Locate every line in the data below that contains the word "white", and copy each of those lines in full.

◇ ◇ ◇ ◇ ◇

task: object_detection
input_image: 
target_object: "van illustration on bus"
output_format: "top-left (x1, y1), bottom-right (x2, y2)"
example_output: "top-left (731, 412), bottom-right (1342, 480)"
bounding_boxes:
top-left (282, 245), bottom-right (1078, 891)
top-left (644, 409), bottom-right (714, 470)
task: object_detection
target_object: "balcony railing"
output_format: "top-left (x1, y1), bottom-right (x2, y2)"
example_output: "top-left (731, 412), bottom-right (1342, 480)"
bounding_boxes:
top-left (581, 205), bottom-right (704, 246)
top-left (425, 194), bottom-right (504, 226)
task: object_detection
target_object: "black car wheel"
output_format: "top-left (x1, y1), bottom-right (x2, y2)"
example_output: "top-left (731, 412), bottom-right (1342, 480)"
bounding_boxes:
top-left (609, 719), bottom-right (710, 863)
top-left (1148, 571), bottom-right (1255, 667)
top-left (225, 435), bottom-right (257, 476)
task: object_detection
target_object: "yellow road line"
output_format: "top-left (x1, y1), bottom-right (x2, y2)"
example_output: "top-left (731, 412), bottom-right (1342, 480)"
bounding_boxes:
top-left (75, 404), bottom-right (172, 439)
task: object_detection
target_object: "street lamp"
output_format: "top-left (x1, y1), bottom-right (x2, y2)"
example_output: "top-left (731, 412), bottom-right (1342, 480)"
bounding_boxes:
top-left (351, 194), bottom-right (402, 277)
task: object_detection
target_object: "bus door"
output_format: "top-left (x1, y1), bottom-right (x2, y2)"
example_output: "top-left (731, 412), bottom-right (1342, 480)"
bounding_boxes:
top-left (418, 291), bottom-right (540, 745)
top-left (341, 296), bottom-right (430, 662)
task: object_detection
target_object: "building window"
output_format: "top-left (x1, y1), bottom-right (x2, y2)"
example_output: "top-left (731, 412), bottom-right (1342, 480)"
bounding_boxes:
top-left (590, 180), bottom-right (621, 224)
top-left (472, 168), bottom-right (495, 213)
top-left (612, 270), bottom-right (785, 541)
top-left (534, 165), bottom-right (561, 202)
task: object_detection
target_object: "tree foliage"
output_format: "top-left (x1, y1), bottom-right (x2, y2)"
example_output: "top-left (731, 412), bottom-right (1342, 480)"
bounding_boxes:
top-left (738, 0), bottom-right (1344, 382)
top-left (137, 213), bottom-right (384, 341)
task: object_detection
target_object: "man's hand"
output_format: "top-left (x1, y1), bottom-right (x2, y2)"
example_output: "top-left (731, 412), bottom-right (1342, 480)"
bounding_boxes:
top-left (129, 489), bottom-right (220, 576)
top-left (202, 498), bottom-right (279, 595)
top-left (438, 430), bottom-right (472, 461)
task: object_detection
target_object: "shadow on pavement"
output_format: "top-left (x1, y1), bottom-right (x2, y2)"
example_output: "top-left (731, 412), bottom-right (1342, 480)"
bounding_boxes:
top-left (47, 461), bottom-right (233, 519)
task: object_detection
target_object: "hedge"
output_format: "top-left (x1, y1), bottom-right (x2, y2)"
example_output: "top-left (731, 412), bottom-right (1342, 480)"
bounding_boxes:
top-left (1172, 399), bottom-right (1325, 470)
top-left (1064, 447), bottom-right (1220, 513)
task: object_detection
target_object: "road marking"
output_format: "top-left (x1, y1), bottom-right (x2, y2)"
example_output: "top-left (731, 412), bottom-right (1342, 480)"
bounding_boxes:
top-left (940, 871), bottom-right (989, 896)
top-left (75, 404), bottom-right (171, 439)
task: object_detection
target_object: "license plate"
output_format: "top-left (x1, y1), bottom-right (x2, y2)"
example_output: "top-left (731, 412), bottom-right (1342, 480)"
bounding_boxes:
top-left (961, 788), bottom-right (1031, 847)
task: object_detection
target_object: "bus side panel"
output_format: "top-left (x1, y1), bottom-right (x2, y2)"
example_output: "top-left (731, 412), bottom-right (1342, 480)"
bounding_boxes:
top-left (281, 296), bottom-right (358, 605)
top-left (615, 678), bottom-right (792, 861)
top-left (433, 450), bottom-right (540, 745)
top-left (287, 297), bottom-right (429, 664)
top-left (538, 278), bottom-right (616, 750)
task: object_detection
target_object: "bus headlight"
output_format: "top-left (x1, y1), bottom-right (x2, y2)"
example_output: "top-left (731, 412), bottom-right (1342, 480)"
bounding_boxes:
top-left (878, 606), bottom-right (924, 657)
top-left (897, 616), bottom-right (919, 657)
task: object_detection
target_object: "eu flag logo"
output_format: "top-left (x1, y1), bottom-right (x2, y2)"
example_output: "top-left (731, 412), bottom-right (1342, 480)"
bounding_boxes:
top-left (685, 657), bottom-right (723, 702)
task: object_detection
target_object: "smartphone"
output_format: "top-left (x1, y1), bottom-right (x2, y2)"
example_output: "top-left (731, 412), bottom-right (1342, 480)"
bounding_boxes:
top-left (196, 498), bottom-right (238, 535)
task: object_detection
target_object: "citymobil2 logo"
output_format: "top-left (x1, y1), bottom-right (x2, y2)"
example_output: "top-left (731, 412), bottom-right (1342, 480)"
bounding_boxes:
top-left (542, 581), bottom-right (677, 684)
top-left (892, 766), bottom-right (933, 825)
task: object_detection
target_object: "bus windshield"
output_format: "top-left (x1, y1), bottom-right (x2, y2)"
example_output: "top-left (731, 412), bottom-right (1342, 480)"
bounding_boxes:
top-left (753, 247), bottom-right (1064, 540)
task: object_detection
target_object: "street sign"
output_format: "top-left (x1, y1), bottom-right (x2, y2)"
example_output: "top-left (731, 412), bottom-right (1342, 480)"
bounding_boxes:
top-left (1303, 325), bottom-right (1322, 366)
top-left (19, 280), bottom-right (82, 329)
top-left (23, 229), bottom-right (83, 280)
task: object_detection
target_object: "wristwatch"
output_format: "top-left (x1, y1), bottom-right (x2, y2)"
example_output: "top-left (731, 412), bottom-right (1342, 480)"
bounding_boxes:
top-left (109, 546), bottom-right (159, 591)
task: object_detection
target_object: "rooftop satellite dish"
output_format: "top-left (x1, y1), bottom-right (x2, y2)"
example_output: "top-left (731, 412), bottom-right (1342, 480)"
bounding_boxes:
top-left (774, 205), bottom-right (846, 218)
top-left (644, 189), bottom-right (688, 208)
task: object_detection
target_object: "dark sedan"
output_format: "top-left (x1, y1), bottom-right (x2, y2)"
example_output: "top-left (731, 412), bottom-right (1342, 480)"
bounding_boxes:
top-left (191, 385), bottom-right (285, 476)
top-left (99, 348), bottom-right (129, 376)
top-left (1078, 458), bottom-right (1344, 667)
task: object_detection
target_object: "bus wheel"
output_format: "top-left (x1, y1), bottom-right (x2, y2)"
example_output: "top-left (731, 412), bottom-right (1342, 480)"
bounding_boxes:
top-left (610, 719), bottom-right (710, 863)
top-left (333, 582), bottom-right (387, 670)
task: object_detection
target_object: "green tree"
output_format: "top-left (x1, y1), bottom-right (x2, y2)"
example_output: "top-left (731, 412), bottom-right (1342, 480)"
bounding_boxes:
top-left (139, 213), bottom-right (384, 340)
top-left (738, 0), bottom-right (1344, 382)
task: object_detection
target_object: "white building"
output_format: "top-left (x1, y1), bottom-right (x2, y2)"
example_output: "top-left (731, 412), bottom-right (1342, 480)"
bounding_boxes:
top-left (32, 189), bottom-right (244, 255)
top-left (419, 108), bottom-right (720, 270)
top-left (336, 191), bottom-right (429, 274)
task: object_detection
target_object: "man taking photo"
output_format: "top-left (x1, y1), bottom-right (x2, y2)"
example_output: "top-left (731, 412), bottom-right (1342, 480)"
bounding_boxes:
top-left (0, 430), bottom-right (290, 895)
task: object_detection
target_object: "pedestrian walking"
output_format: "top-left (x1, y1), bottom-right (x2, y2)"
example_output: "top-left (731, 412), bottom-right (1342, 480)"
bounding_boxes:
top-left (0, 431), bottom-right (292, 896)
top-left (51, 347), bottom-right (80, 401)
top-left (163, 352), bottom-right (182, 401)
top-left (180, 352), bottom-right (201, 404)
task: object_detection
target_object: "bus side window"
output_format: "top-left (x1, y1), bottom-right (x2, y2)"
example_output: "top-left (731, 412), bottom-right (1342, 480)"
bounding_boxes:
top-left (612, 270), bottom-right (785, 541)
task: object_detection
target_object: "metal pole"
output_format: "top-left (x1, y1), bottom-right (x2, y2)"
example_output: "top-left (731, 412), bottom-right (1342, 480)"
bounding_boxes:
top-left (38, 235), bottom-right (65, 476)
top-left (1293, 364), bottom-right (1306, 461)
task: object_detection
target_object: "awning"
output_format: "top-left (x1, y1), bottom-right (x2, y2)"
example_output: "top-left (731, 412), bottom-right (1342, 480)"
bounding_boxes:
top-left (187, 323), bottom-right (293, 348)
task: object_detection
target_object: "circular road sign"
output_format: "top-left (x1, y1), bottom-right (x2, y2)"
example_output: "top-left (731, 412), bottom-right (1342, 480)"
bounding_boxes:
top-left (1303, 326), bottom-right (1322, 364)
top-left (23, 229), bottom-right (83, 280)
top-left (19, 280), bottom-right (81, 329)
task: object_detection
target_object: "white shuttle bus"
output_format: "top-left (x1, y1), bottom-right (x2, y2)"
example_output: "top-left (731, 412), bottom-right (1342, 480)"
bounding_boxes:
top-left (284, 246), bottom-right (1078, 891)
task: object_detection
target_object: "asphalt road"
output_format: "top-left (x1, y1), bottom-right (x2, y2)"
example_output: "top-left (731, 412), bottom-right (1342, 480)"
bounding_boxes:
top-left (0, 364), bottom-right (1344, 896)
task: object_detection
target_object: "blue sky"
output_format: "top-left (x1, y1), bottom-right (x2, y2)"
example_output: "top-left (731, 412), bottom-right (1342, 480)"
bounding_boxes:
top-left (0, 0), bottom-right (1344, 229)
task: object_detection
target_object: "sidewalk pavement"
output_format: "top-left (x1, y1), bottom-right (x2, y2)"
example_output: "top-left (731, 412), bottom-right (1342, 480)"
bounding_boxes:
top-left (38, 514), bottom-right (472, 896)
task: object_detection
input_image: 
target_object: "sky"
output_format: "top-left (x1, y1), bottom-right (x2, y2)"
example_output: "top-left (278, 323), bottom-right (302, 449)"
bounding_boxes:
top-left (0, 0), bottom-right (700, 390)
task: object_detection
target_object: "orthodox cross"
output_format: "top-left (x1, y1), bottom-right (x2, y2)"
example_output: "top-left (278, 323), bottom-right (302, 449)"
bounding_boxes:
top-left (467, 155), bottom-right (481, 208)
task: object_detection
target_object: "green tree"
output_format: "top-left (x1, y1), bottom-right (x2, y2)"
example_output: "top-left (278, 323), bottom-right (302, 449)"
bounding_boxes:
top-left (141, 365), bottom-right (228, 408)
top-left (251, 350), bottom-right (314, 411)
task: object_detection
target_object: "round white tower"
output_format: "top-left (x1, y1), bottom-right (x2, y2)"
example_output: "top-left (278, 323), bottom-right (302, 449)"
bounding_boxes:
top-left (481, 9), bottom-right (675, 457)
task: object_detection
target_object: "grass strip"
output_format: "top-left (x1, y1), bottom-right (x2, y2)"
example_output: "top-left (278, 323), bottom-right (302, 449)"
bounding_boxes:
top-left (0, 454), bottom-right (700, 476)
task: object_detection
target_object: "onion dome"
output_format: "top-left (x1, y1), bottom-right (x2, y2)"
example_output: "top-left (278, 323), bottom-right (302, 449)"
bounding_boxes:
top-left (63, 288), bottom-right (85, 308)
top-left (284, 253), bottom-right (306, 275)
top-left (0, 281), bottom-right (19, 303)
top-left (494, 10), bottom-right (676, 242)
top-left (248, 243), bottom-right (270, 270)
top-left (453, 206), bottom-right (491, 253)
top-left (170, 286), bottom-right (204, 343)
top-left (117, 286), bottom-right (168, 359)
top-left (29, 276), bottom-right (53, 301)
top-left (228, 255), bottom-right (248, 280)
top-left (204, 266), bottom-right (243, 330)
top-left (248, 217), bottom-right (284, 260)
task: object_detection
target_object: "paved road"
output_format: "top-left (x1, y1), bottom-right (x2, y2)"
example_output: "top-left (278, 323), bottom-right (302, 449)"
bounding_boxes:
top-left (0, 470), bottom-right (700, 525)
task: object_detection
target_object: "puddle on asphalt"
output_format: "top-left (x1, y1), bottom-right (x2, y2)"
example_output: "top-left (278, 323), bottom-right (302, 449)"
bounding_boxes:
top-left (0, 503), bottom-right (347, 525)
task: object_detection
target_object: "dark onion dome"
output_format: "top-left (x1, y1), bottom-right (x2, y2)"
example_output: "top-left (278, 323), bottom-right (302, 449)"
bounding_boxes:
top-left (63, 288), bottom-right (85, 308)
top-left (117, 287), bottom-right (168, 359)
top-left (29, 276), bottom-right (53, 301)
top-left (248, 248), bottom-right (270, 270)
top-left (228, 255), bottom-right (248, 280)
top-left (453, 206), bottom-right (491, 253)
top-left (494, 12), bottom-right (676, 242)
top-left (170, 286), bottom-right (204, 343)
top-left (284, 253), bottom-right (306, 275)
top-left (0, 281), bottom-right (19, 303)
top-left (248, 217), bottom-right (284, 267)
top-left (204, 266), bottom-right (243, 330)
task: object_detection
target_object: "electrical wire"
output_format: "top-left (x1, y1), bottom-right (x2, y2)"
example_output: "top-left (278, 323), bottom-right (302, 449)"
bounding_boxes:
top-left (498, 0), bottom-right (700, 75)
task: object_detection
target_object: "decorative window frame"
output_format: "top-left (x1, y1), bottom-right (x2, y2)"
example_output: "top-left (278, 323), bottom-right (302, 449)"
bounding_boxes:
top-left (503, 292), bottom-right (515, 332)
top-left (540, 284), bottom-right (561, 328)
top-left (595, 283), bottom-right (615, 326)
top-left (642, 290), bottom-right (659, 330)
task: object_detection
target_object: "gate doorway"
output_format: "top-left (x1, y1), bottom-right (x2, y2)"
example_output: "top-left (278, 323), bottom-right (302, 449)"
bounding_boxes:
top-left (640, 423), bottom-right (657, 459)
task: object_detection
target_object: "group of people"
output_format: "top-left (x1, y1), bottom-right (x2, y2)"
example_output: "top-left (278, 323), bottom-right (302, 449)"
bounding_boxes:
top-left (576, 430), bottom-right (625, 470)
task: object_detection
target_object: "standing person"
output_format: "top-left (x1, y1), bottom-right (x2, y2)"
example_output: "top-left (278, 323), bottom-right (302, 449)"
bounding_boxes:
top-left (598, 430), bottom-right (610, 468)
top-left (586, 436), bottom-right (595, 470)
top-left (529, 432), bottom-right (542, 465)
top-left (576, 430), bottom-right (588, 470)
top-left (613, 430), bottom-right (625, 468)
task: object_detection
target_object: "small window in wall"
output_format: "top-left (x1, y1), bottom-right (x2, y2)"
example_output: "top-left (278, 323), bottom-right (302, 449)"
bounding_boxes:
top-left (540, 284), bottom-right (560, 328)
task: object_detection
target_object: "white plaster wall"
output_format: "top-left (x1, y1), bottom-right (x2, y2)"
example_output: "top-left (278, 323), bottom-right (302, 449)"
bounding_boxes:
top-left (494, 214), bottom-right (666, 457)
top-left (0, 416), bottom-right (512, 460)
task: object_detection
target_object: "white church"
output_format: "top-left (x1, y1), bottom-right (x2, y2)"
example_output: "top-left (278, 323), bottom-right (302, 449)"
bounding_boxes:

◇ ◇ ◇ ◇ ◇

## TASK ANSWER
target_object: "white building"
target_object: "white shuttle bus"
target_object: "round white tower"
target_object: "white plaster wall"
target_object: "white church"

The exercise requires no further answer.